Data listing.
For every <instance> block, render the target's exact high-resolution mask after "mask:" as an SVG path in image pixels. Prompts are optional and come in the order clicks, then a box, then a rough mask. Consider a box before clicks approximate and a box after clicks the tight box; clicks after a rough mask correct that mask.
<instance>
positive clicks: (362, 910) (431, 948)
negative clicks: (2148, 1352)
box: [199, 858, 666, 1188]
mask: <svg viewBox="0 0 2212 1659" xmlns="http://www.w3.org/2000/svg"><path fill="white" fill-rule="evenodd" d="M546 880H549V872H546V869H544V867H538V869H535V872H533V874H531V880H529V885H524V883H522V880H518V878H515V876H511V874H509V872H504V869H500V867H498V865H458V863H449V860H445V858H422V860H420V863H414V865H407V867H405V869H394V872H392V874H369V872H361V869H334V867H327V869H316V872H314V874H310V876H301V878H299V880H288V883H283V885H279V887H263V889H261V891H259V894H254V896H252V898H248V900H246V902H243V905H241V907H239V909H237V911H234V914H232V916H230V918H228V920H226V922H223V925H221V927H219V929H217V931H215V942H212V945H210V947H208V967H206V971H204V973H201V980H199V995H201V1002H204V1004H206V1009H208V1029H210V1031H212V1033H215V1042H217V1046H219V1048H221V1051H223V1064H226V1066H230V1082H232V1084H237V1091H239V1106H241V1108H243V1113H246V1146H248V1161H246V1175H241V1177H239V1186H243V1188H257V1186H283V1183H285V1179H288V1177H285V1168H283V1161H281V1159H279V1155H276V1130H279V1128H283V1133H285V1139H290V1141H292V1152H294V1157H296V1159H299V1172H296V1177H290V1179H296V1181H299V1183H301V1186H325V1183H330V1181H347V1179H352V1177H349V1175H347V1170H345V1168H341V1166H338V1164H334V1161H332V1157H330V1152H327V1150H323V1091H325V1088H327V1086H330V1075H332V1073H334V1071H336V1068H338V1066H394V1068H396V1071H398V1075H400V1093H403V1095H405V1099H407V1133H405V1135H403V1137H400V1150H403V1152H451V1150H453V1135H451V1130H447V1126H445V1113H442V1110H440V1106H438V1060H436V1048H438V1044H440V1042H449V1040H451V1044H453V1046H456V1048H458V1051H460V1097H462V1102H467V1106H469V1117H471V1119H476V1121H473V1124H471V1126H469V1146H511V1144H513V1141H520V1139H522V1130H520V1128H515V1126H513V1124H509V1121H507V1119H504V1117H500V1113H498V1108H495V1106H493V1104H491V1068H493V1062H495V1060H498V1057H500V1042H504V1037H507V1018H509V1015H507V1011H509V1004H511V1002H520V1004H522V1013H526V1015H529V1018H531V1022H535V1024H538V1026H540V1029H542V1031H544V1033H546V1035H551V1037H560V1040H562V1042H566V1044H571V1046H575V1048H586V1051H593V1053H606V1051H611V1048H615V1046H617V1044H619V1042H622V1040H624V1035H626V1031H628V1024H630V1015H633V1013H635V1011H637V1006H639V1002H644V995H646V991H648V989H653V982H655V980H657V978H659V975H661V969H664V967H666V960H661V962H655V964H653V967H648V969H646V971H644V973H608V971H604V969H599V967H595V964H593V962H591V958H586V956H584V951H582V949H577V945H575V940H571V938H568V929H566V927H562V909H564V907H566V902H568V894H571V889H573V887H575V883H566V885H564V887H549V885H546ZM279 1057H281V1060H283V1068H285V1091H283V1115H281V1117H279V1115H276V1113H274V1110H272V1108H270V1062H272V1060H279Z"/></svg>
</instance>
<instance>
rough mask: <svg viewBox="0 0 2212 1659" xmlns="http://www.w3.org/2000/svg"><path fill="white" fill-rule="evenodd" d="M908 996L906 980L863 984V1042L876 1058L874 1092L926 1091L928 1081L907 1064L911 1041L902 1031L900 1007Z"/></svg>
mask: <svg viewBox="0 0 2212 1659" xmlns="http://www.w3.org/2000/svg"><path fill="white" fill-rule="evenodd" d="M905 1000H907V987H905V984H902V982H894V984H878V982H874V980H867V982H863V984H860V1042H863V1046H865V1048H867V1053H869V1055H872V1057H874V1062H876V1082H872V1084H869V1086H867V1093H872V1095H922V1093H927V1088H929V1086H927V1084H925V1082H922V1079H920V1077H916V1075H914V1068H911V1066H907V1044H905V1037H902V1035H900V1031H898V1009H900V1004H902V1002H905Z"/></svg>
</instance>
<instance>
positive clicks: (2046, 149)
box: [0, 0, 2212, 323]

Problem requirements. Above is a listing; print exactly its lines from the one with "positive clicks: (362, 910) (431, 948)" through the one with "negative clicks: (2148, 1352)", and no other lines.

Your response.
positive clicks: (362, 910) (431, 948)
negative clicks: (2148, 1352)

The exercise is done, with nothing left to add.